## WRITTEN INSTRUCTION 1
Transcribe the Airbnb earnings passage between "The latest earnings" and "business performance issues.", inclusive.

## READING PASSAGE
start

Airbnb’s earnings calls and shareholder letter provide insights into key focus areas and initiatives, which could be classified as short-, medium-, and long-term growth drivers.
Non-GAAP measures relevant to the online travel platform business, such as nights and experiences booked and Gross Booking Value, continued their upward trend.
At face value, most fundamental analysis parameters appear stable—neither exceptional nor disastrous. So, what triggered the 14% post-earnings drop? To uncover the potential cause, let’s review two points mentioned in the pre-earnings review note:
It is crucial to see the TTM revenue growth rate decline halt and eventually reverse. Whether this occurs in the next quarter or several quarters down the line remains to be seen, but it is a key metric to monitor.
Robust summer travel demand will only be reflected in Q3 2024 numbers.
The latest earnings show that revenue growth continues to decline, but there’s nothing in the numbers indicating significant business performance issues.
One would expect robust summer travel demand to be reflected in the guidance for Q3 2024. However, management indicated a sequential moderation in the year-over-year growth of Nights and Experiences Booked relative to Q2 2024, citing signs of slowing demand from US guests due to macroeconomic pressures and shorter booking lead times globally (= R-word). Given the cyclical nature of the business, this was likely enough to cause investor jitters. The stock fell a solid 14% post-earnings and found support at, wait for it, the c-wave = 1.618 * a-wave level.

end

## PROVIDED MATERIAL
start

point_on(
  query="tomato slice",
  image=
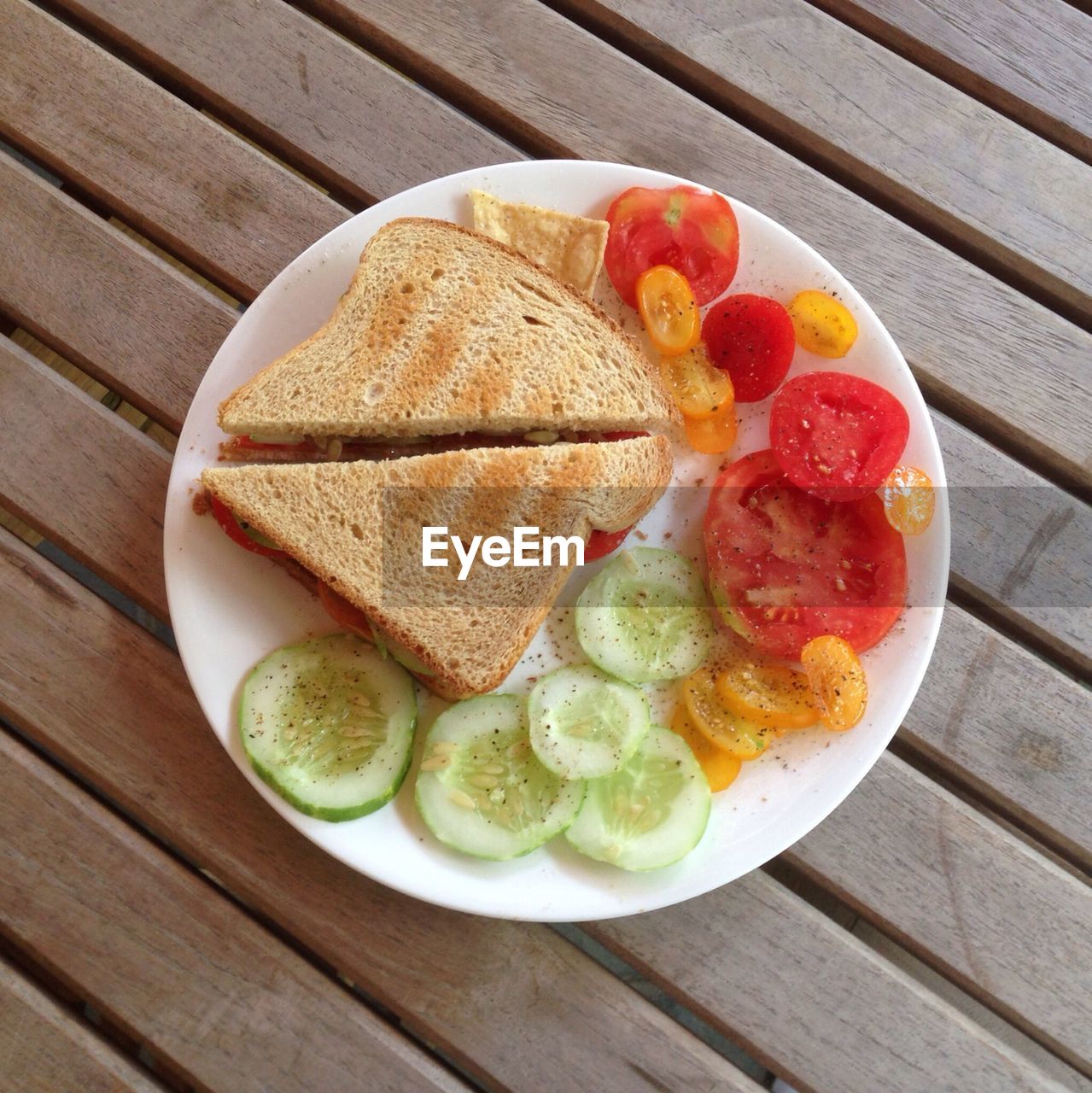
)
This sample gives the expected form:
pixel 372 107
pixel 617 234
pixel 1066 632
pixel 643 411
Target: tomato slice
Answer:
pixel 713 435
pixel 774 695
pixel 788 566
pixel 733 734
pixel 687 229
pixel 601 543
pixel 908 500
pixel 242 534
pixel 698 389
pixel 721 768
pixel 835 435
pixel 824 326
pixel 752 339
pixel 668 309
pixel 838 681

end
start

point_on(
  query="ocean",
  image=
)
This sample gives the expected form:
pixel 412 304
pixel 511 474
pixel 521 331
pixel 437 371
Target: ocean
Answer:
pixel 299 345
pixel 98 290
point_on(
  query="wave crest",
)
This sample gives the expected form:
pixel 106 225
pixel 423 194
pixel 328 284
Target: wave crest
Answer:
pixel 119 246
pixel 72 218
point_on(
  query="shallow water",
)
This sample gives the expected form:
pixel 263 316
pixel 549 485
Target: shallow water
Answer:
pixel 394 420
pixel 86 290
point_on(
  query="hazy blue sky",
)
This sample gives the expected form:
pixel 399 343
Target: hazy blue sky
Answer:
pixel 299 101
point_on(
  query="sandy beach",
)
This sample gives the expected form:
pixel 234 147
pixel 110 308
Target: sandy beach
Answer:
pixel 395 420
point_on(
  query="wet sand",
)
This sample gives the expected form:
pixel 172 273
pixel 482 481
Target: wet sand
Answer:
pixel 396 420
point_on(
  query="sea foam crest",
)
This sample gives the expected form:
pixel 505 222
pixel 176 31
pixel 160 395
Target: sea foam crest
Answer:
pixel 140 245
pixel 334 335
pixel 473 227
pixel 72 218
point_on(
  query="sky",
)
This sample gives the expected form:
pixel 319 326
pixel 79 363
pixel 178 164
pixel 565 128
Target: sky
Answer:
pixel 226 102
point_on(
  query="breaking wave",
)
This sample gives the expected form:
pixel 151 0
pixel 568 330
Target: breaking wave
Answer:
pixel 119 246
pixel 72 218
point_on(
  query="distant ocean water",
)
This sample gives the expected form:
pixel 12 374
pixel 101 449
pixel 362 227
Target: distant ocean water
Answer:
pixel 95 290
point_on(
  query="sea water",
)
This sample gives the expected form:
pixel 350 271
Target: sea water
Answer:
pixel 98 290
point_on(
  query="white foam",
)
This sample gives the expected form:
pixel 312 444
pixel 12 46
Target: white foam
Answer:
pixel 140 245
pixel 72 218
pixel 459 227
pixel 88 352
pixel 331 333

end

## WRITTEN INSTRUCTION 2
Report how many lines in the records contain the string "slice", counting only matches with the same case. Reply with the number alone.

## REPLY 1
The latest earnings show that revenue growth continues to decline, but there’s nothing in the numbers indicating significant business performance issues.

## REPLY 2
2